AIM OF THE TASK >> Reproduce the stretch of the listing from its start through the line containing "box: [762, 767, 860, 812]", leaving out the picture.

MATERIAL FOR THIS TASK >>
------------------------
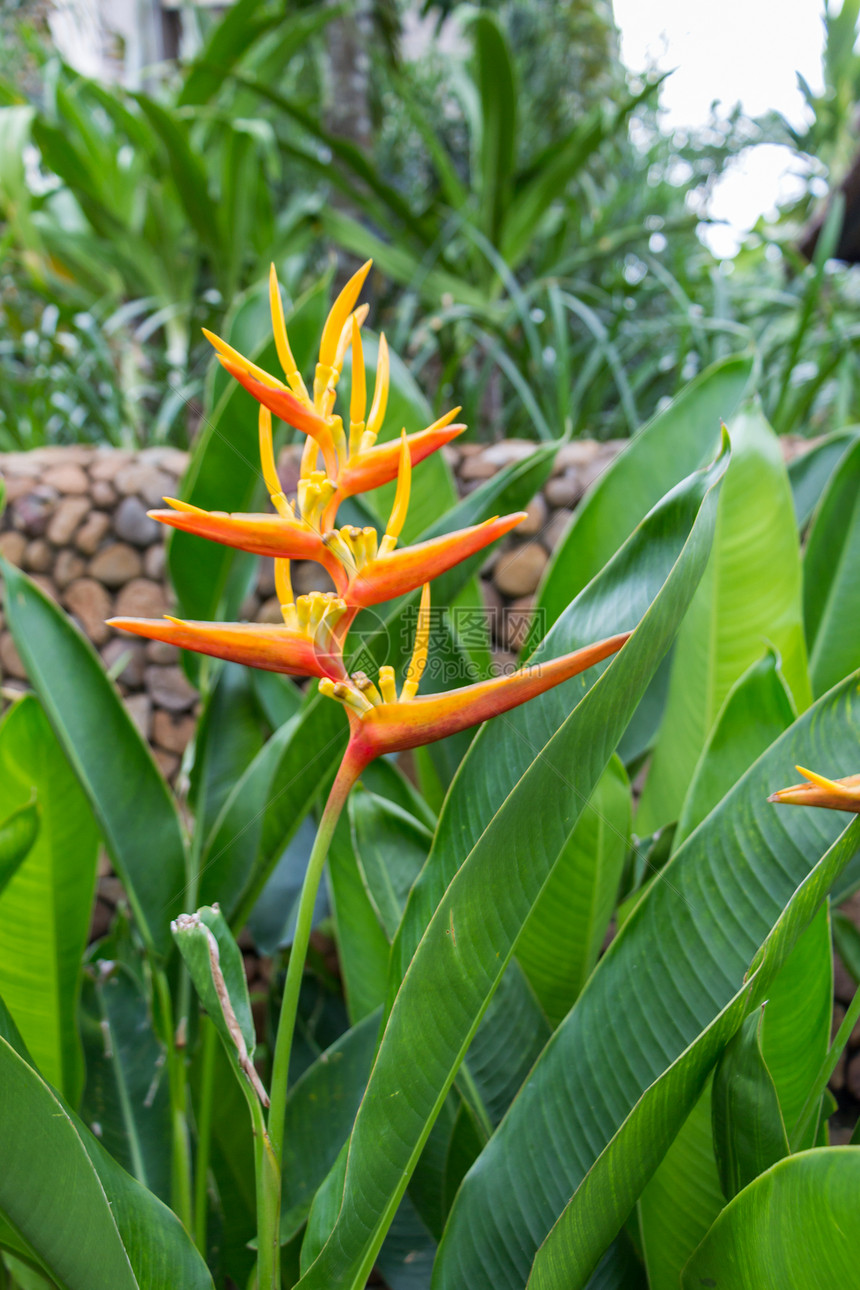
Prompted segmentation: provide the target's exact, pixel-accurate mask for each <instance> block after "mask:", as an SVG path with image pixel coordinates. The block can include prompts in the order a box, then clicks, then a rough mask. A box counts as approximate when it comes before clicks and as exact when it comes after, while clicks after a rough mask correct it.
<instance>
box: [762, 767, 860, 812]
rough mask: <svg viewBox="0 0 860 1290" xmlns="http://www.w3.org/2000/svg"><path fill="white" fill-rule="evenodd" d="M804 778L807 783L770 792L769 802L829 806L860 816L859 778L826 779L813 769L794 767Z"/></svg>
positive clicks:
------------------------
RESULT BELOW >>
Prompted segmentation: provide the target's exact, pixel-accurate mask for each <instance> block after "mask:", as an SVG path with image pixel coordinates. The block can include prompts in the order a box, then clicks, then a rough mask. A box counts as approximate when it comes before clicks and as exact when it comes after, while clicks after a rough mask correct it.
<instance>
box: [762, 767, 860, 812]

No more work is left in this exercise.